* JOBS
• 1. In the forum post, which city does the poster live in?
• 2. Retype the entries from the line containing "Would you be willing to mark the white teeth" up to and including the line containing "column 637, row 390".

* READING PASSAGE
* BEGIN *

Job2Do · 02/03/2025 16:23

This is more me just wondering as I have a few decisions to make. I’m due back soon and said pre mat leave I didn’t want to come back to my exact job before. I’d done it for too long and I was getting bored. So now I’m returning (it’s a very very large organisation) I can essentially apply for a few different roles in the organisation. Work have been really really brilliant and supportive.

I live in London and everyone I know has gone back full time! I wondered what sort of arrangement others did when coming back? Did you go back full time? One of the roles that most interests me unfortunately can only be done full time from the office and requires tonnes of international travel. It’s because it’s in a team that works with other countries. Which may be hard with 2 DC! My husband’s role also is full time from the office with tonnes of travel too.

I guess I’m thinking everything through and wondered what everyone else did.

FYI I don’t think there’s a right or wrong, everyone can do what suits them but I’m curious (aka let’s not make this a working mom v SAHM thread!)

OP posts:
TheRossie123 · 02/03/2025 21:34

Job2Do · 02/03/2025 21:20

Thank you, I’ll look her up. So much to think about. This job actually is the same level so career wise isn’t that progressive - it’s just something I’ve always always wanted to work on in a team I essentially joined this company to work in! Mega confusion.

I totally see your predicament. Im sure you have already considered asking for flexible working even though it’s 100% office based. You never know they could be able to sort something out for you if they are supportive….
You don’t have to state in your application what hours etc you want. You could figure that out once appointed and they can’t judge you on that. Good luck.

* END *

* DATA PROVIDED
* BEGIN *

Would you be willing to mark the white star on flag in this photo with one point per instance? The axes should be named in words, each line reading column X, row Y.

* END *
* BEGIN *

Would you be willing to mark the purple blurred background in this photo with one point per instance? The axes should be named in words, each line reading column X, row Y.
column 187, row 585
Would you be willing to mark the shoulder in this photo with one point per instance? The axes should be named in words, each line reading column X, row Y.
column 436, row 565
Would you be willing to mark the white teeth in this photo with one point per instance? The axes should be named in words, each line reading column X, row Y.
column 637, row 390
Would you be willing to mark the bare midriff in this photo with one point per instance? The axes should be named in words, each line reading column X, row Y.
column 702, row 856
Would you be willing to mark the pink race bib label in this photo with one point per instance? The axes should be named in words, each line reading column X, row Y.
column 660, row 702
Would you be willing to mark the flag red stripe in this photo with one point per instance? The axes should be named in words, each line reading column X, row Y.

* END *

* ANSWERS GIVEN
• 1. London

• 2.
Would you be willing to mark the white teeth in this photo with one point per instance? The axes should be named in words, each line reading column X, row Y.
column 637, row 390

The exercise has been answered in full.